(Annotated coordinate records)
• • • • •

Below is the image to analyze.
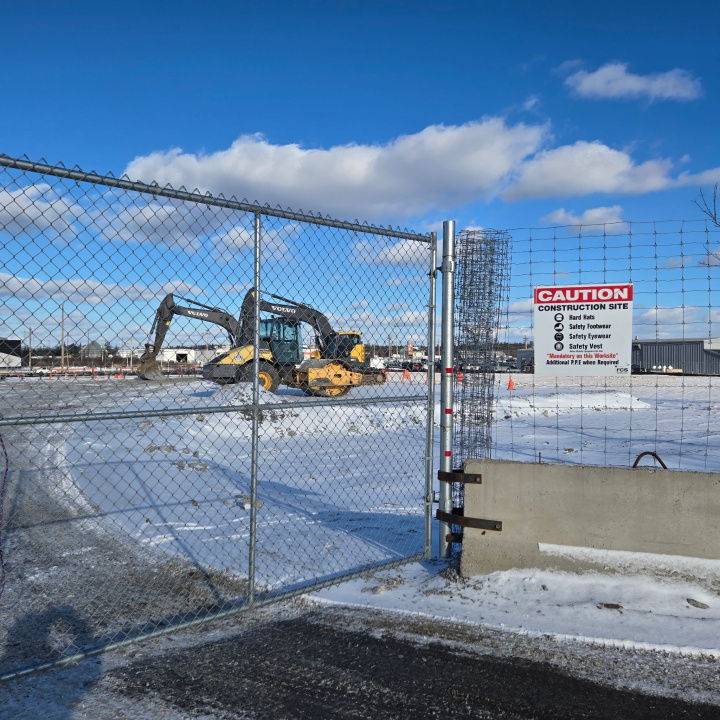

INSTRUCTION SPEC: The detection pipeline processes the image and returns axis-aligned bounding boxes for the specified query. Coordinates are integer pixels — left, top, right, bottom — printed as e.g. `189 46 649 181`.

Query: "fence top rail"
0 154 432 243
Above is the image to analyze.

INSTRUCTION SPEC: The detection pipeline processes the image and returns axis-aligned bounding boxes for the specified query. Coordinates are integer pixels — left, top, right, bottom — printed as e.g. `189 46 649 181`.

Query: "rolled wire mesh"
453 230 510 469
492 220 720 472
0 157 430 676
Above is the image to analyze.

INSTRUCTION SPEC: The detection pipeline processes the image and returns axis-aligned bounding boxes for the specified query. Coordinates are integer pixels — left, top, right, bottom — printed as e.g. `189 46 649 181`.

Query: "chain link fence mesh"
0 156 434 676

• • • • •

**Exercise brief:** Can you reproduce all three items above word for word, leaving the pictures out of your copy?

**Complete output:**
Below is the image to analyze.

INSTRUCTION SPEC: The detection pipeline processes the image and returns axis-aligned bounding boxes for the specified query. Coordinates are integer pixels — left, top, right, bottom — printed as e.g. `189 46 649 181`.

Query: "fence top rail"
0 154 432 243
Above is the image to analyze.

INSTRUCTION SPEC: The detection pipeline processes the image and returns axis-aligned bounding boxes for the specified query. Coordinates are integer pixels — left, top, right, bottom — printed as e.g. `189 46 649 181`.

Query: "rolled wire mesh"
453 230 510 469
492 220 720 472
0 157 430 676
Above is the image to analyze.

INSTRUCTION SPEC: The detection pipeline processes the image and returns axis-aligned bounding boxes for the specified query. Coordinates are integer pixels — left, top, right, bottom — printed as e.g. `189 46 649 181`.

Query: "chain link fence mesh"
0 156 434 676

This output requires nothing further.